* Passage for review:

Submitted by Editor on

A work donated by the ‘Anonymous Book Sculptor’ raised over £2,000 at auction in the Macmillan Art Exhibition and Sale earlier this week. Proceeds go to Macmillan Cancer Support.

It will remain free to view in Bonham’s 22 Queen Street showroom (Venue 216)  until the show closes at 4.00pm tomorrow. 

The work is fashioned from a copy of Newman and Leeds’ The Textbook of British Butterflies and Moths, first published in 1913.

From its modified pages erupts a cloud of delicate, flying lepidopterans; some highly coloured, others with just the plain words of the book on their wings.

It is an astonishing sight, an imaginative feat whose technical ingenuity beggars belief.

Accompanying the sculpture is a small label quoting Antoine de Saint Exupéry’s Flower as she bids farewell to the Little Prince in Chapter 9 and speaks of how to be happy. It reads: ‘Well I must endure the presence of a few caterpillars if I wish to become acquainted with the butterflies.’

The piece clearly has something to say about how one overcomes suffering, and also has at its heart a rather beautiful conceit: new life springing from a book more associated with capture, collection and taxonomic skewering.

The first of the Anonymous Book Sculptor’s works was donated to the Poetry Library in March 2011, and new donations have mysteriously appeared at irregular intervals since.

We are no closer to learning the artist’s identity. As she herself has said in print: ‘Not all mysteries need to be solved and this story belongs to everyone who supports libraries, books, words and ideas ... xxx’.

Other highlights in the Macmillan exhibition for this visitor are shown below. At the time of writing, none of them had yet been sold.  AM

1. Maryanne Ryves, ‘Red Poppies and Grapefruit’, oil on canvas, £800.

2. Edina Donald, ‘Calton Hill’, acrylic on canvas, £425.

3. Jennifer Young, ‘Hide and Seek’, acrylic on wood panel, £400. This was a particular favourite. In the exhibition catalogue, Young says ‘My work is inspired by the human form and the strong messages it conveys through body language. Capturing fleeting moments of stillness and introspection, the paintings are done on vintage papers [in this case, an old encyclopaedic dictionary] and incorporate thread woven poetically through fingers and limbs, revealing the complexity within contemplation.’

* Input data:
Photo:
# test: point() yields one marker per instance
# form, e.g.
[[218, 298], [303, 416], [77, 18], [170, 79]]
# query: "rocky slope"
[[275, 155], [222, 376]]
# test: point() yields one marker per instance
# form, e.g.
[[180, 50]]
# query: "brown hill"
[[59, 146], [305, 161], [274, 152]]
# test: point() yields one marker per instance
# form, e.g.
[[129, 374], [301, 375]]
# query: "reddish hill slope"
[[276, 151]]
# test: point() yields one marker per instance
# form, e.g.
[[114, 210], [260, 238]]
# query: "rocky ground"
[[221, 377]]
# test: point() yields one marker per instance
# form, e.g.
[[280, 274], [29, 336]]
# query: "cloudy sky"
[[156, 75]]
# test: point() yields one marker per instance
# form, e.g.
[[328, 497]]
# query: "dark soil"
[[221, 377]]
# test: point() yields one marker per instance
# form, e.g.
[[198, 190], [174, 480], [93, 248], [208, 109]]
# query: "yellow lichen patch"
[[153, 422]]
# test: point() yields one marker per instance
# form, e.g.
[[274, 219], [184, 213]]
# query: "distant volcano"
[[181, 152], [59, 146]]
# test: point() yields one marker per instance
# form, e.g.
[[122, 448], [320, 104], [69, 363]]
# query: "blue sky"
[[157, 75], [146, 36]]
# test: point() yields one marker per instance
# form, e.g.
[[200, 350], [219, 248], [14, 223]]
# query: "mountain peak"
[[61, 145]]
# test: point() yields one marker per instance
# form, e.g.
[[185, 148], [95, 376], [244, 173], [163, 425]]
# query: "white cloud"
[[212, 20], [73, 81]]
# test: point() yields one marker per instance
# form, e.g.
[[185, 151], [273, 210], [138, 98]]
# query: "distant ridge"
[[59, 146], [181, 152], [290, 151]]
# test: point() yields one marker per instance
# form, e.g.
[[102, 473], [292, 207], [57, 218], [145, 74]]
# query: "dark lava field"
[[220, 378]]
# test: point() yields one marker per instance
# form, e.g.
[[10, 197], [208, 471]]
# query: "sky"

* Activity: In the book sculpture article above, swap "showroom" for "gallery" and write out the passage starting at "A work donated" and ending at "at 4.00pm tomorrow.".

* Exercise result:
A work donated by the ‘Anonymous Book Sculptor’ raised over £2,000 at auction in the Macmillan Art Exhibition and Sale earlier this week. Proceeds go to Macmillan Cancer Support.

It will remain free to view in Bonham’s 22 Queen Street gallery (Venue 216)  until the show closes at 4.00pm tomorrow.